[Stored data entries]
-- -- --

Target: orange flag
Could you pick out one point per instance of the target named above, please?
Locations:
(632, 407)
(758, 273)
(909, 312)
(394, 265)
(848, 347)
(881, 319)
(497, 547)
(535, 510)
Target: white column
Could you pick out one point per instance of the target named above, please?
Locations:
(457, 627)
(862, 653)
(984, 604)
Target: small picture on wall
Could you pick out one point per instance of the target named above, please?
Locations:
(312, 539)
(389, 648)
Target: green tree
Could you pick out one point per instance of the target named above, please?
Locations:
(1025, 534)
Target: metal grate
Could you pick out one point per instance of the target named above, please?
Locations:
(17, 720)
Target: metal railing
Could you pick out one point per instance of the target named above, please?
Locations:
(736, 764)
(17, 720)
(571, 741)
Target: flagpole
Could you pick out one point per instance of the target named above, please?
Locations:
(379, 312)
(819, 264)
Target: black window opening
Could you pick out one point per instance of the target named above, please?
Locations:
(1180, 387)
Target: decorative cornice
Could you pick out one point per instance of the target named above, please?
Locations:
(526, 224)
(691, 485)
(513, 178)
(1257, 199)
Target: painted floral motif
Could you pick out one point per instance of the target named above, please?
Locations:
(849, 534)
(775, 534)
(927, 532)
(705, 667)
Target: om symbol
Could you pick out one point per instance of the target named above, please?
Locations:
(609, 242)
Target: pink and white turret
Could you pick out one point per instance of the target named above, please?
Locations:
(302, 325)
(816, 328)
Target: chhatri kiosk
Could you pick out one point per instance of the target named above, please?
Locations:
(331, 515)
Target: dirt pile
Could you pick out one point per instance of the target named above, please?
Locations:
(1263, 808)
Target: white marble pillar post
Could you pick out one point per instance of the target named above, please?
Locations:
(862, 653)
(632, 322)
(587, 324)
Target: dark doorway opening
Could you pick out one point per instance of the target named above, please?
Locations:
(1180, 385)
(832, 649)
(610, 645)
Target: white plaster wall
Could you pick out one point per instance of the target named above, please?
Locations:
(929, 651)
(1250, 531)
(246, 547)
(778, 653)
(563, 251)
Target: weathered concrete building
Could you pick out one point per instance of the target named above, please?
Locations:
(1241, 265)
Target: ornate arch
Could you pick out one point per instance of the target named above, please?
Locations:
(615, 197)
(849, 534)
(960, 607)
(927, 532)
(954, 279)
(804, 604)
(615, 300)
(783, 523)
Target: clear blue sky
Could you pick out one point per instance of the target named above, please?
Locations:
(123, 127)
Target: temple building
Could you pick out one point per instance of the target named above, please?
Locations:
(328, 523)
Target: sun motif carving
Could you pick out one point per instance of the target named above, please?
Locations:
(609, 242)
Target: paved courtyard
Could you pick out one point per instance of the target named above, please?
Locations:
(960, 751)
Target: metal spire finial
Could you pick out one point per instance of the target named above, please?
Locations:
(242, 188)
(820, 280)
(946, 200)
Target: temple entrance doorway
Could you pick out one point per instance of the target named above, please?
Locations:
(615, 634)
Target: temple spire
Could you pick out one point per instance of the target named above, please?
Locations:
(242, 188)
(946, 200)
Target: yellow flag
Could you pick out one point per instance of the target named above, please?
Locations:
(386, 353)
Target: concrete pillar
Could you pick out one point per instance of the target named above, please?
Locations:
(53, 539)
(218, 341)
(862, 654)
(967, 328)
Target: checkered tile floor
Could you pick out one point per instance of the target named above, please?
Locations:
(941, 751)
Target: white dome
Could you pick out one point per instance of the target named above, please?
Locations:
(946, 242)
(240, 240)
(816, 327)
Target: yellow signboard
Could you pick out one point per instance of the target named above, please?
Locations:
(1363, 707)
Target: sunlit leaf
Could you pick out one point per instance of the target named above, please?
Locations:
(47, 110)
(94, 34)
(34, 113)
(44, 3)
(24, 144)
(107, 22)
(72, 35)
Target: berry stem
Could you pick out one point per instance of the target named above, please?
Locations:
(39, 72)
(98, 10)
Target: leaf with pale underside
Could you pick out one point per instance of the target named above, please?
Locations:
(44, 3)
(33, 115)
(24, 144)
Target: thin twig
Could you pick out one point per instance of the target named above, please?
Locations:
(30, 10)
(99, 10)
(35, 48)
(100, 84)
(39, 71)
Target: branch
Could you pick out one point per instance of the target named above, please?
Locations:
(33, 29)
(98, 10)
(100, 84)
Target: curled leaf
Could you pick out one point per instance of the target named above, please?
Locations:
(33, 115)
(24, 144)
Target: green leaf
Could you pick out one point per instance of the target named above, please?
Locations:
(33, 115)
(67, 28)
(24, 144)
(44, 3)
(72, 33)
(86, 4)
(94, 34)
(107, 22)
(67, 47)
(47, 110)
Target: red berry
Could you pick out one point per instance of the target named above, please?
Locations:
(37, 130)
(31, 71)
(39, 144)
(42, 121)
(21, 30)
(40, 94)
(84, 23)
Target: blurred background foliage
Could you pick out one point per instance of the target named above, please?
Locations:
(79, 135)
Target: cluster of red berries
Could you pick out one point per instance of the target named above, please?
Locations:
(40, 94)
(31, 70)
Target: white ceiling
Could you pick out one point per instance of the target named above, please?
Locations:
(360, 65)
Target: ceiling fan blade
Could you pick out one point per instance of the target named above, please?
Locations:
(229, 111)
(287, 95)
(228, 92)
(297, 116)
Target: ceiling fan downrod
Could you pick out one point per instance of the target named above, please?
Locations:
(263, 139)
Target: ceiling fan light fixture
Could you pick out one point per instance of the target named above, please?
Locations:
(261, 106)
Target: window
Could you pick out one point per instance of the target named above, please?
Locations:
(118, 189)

-- -- --

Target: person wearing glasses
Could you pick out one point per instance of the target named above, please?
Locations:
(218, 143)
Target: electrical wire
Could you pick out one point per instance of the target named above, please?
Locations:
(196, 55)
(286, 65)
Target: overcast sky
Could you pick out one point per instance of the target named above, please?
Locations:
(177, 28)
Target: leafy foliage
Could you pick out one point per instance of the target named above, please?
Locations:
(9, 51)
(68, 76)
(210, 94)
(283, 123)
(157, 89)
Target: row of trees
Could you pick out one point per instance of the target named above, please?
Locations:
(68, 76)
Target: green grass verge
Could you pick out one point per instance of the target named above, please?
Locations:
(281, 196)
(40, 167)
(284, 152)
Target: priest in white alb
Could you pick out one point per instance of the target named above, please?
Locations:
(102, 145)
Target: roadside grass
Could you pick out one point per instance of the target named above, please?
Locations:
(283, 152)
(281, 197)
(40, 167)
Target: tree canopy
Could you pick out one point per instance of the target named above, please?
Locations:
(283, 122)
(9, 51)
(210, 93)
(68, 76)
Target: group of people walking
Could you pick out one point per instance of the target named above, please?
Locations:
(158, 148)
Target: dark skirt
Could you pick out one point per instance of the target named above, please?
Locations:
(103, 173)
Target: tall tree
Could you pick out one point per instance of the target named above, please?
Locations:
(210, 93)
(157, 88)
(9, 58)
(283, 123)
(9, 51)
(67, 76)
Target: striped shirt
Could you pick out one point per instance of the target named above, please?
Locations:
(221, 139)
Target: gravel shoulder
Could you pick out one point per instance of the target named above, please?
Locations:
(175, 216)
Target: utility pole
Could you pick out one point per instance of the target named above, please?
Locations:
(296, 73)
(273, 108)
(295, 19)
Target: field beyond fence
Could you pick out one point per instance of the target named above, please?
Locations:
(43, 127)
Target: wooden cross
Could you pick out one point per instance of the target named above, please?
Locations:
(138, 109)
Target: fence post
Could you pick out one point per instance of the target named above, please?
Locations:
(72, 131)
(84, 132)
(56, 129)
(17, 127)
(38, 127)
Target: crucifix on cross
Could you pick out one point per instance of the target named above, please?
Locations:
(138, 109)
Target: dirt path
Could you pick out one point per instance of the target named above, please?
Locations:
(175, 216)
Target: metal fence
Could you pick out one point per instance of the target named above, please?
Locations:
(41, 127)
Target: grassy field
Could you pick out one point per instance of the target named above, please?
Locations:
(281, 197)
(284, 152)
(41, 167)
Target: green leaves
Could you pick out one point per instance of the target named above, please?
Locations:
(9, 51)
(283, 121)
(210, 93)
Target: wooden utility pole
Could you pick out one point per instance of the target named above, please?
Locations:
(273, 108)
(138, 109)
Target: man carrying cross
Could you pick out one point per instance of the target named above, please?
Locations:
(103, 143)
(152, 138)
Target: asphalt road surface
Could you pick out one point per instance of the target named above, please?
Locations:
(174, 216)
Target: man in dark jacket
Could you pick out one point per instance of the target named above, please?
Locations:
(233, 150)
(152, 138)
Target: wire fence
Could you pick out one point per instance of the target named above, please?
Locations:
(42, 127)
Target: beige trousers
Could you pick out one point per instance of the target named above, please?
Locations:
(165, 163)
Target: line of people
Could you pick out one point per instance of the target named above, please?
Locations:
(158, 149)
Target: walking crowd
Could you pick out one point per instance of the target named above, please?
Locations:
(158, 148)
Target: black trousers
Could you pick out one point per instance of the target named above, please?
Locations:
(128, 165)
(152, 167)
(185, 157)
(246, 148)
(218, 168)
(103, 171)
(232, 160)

-- -- --

Task goal: Where does the string "doorway" appear in the records above? Return every line that holds it.

The completed task:
Target: dark doorway opening
Target: temple entrance doorway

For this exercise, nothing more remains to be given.